● Objective
Collect every line of the records below that contains the word "desert", and copy each one in full. Case counts.

"""

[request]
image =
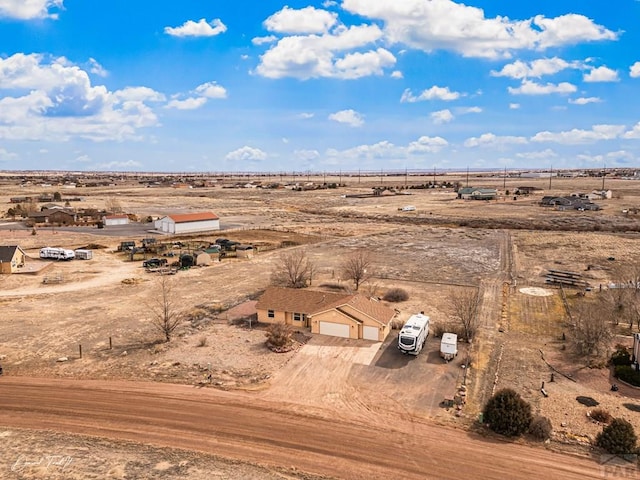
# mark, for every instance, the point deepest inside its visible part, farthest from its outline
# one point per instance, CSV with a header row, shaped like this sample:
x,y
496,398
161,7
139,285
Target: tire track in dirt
x,y
243,427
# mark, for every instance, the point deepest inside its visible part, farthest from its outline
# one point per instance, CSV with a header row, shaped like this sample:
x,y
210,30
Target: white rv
x,y
83,254
413,334
52,253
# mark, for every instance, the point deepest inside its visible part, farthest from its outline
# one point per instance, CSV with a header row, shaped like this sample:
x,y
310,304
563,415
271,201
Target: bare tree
x,y
294,269
166,315
464,309
591,331
112,205
358,267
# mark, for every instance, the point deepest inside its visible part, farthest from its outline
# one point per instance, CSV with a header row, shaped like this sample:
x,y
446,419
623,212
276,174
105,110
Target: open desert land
x,y
91,391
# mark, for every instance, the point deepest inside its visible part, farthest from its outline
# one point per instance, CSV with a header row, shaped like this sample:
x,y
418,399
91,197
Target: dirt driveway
x,y
364,379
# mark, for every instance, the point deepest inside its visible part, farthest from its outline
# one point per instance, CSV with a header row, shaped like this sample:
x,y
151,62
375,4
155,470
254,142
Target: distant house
x,y
327,313
188,223
112,220
572,202
526,190
11,258
600,195
474,193
54,216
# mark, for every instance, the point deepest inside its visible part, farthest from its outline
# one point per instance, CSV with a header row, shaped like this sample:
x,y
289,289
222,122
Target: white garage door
x,y
334,329
370,333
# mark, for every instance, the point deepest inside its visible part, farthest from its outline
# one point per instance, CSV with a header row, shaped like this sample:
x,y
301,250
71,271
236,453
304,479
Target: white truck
x,y
413,334
83,254
449,346
54,253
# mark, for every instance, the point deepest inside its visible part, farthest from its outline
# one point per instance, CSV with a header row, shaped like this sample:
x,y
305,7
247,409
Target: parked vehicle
x,y
154,263
414,334
449,346
53,253
82,254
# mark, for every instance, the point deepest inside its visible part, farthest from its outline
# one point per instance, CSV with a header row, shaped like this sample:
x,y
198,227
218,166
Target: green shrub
x,y
540,428
507,413
621,356
396,295
618,438
628,374
600,415
279,336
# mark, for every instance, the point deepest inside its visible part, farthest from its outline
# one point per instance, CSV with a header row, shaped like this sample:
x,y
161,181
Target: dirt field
x,y
103,304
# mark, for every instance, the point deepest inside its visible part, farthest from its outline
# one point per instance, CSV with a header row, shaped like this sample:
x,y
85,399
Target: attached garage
x,y
370,333
334,329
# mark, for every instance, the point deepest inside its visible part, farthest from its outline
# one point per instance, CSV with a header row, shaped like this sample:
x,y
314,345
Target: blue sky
x,y
370,85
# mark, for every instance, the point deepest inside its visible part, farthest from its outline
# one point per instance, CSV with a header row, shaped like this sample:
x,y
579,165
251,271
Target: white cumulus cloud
x,y
448,25
579,136
601,74
348,117
306,20
187,103
433,93
29,9
246,153
584,100
492,140
201,28
52,99
441,116
535,69
529,87
345,53
211,90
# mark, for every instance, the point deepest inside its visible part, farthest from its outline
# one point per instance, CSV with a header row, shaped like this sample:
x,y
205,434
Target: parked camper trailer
x,y
82,254
449,346
53,253
413,334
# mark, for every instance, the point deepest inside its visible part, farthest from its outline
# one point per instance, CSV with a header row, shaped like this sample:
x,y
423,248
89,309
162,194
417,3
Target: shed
x,y
245,251
188,223
202,258
112,220
12,257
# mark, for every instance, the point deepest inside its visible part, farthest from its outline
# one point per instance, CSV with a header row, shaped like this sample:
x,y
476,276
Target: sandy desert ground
x,y
502,247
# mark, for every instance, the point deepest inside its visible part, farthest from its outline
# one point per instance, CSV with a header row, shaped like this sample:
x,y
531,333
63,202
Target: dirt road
x,y
242,426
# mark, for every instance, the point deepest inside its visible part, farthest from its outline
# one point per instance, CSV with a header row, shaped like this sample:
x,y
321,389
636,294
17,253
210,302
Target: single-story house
x,y
12,258
188,223
327,313
474,193
54,216
112,220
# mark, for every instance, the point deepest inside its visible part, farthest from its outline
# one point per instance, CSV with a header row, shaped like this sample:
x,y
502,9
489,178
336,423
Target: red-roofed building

"""

● Exercise answer
Target: open desert land
Target: sandy desert ground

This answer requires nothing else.